§ EXERCISE OBJECTIVE
Write out every record below exactly, so that nothing differs from what is shown.

§ Natural-language object grounding data
======
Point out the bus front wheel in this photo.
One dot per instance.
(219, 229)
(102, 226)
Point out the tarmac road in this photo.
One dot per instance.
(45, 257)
======
§ SOLUTION FOR THIS EXERCISE
Point out the bus front wheel in this photo.
One dot per instance.
(219, 229)
(102, 226)
Point out the tarmac road in this photo.
One dot per instance.
(45, 257)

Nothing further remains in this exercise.